PASSAGE →
»»

Question 25 asked survey participants to report their current yearly compensation (in approximate U.S. dollars). For readability and ease of analysis, the salary ranges were regrouped so there were fewer categories to review.

Based on the heat map below, we can see that many survey respondents earn between \$100,000 and \$149,999 annually, including data engineers, data scientists, machine learning engineers, product managers, program/project managers, software engineers, and statisticians. However, most (496 or approximately 27% of those who responded to this question) earn between \$50,000 and \$99,999 annually.

Data scientists appear to have the highest salaries, with the greatest totals in the \$150,000–\$199,999, \$200,000–\$249,999, \$250,000–\$299,999, and \$300,000–\$499,999 ranges. The Stack Overflow 2021 Developer Survey reported that data scientists or machine learning specialists in the United States earn a median yearly salary of \$125,000.

««

SUPPLIED ENTRIES →

»»

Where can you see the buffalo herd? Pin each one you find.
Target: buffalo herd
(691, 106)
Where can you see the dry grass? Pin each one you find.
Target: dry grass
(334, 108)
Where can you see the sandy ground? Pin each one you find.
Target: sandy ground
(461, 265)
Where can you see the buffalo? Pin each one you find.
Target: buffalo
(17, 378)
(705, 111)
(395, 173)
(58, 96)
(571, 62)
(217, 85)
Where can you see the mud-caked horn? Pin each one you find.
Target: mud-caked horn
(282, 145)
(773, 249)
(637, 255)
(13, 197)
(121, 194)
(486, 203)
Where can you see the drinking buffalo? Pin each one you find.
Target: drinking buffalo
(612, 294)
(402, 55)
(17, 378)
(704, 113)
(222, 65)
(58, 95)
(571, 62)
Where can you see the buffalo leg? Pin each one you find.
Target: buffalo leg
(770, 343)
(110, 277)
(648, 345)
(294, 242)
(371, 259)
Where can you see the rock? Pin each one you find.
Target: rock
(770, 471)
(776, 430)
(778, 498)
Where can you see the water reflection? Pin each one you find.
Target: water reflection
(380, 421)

««
»»

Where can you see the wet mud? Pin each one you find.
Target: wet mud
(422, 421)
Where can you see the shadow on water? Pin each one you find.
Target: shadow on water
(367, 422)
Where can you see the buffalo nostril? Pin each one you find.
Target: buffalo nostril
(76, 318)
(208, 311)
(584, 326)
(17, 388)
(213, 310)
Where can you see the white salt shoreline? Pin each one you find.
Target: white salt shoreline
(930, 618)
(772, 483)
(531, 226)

««

SHORT PROBLEM → Rewrite the part of the salary passage above between "Based on the" and "and \$99,999 annually.", inclusive, replacing "heat map" with "bar chart".

SOLVED PROBLEM →
Based on the bar chart below, we can see that many survey respondents earn between \$100,000 and \$149,999 annually, including data engineers, data scientists, machine learning engineers, product managers, program/project managers, software engineers, and statisticians. However, most (496 or approximately 27% of those who responded to this question) earn between \$50,000 and \$99,999 annually.